→ **PROBLEM DESCRIPTION**
Filter the material below and copy out every line that contains the word "building". Case counts.

→ **SUPPLIED INFORMATION**
──────────
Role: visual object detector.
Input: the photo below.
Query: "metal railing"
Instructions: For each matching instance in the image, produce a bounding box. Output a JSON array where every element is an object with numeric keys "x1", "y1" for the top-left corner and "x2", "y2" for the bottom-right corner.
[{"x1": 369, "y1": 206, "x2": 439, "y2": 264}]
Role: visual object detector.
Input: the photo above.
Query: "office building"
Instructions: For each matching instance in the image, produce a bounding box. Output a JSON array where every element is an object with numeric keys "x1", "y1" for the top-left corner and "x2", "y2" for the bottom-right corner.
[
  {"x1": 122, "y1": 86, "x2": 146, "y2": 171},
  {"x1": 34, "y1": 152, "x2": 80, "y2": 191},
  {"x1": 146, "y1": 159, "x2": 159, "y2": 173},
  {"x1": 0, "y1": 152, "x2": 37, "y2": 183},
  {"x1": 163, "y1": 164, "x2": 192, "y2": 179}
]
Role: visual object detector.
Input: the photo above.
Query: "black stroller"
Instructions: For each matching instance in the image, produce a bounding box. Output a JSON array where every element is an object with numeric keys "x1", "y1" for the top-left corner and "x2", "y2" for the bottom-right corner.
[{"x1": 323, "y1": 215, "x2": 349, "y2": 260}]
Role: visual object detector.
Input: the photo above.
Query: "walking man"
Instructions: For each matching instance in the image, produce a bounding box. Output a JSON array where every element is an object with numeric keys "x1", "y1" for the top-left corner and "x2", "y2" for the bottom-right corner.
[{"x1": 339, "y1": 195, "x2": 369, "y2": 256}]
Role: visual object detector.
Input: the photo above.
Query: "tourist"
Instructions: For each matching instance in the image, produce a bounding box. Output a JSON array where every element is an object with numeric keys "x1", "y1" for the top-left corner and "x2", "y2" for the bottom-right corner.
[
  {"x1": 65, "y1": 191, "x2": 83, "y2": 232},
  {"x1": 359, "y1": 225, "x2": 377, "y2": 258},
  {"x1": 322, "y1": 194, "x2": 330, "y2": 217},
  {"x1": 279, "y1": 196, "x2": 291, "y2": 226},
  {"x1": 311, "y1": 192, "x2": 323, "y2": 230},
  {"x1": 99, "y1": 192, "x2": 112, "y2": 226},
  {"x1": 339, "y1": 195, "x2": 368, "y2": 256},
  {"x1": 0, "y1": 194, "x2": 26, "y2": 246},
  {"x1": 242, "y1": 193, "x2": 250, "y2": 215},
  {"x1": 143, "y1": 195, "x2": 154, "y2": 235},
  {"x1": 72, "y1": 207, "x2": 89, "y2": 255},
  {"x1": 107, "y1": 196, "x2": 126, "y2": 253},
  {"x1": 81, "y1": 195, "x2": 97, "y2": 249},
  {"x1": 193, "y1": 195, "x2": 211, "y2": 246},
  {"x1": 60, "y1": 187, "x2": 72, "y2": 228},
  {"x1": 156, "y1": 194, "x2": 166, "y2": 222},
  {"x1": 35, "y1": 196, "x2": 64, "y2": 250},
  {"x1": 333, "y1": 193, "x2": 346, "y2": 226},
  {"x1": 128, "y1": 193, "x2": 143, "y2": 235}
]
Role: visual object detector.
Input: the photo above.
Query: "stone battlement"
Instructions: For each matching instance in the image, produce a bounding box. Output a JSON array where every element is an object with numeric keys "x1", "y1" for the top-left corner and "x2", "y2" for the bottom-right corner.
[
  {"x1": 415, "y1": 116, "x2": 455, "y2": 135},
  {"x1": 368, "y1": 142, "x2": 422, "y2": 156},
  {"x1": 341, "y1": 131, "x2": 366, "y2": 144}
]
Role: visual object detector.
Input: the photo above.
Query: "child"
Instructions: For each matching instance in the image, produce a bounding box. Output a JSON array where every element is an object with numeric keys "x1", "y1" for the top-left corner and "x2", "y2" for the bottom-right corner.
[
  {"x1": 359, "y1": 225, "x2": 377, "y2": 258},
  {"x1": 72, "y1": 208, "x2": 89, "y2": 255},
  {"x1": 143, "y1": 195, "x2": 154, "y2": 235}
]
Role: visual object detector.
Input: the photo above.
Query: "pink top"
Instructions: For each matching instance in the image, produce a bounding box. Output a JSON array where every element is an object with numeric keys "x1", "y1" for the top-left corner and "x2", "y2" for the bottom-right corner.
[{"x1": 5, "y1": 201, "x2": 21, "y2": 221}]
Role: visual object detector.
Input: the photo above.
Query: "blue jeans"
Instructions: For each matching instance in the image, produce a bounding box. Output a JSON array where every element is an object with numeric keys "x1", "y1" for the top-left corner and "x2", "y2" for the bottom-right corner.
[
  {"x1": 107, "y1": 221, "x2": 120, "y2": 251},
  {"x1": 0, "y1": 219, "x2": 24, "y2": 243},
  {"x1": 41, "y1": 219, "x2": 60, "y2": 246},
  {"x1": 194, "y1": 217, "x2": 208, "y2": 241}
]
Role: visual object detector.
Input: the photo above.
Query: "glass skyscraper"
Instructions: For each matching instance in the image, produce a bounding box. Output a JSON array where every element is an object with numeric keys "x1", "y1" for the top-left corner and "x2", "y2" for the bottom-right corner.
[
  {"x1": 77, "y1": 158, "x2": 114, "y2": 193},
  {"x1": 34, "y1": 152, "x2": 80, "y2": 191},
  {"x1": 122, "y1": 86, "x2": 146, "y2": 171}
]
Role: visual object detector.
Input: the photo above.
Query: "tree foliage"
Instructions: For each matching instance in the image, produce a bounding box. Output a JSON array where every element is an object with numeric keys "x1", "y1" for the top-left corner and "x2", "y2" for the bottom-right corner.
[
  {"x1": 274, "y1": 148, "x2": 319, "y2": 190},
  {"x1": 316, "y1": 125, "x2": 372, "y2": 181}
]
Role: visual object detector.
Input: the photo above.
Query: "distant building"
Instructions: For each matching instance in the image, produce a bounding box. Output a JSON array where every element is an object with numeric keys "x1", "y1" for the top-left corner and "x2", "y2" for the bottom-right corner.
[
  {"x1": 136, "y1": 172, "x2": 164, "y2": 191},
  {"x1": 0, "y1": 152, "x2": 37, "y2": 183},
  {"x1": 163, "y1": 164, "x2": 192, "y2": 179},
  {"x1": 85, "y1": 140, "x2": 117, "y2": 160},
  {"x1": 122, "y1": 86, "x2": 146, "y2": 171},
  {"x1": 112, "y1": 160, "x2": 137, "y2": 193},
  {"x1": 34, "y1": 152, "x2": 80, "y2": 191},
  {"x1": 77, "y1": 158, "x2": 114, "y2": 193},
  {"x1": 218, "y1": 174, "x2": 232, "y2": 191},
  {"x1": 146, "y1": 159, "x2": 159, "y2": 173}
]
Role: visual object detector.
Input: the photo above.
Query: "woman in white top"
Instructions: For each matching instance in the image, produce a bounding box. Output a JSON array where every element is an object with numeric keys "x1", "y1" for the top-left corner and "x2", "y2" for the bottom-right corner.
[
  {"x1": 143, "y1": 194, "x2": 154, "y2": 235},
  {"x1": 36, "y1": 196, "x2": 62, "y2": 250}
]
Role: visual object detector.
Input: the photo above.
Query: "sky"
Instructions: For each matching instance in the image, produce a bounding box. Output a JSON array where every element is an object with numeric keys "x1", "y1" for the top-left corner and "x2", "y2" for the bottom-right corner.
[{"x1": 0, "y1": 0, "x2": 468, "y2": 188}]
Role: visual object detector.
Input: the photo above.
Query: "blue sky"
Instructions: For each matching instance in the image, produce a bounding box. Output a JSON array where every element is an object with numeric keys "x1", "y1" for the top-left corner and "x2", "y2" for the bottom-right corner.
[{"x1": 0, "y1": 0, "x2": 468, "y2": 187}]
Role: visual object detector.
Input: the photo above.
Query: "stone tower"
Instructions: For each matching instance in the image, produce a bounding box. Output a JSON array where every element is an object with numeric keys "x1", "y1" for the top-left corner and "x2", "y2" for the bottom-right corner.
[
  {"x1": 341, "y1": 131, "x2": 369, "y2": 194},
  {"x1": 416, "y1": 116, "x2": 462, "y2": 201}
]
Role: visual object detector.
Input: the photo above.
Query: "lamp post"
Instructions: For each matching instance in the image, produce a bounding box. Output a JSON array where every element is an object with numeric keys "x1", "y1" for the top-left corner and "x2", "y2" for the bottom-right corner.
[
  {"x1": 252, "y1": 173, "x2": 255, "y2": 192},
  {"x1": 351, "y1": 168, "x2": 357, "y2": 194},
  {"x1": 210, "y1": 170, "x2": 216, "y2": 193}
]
──────────
→ **RESPONSE**
Query: "office building"
Query: "distant building"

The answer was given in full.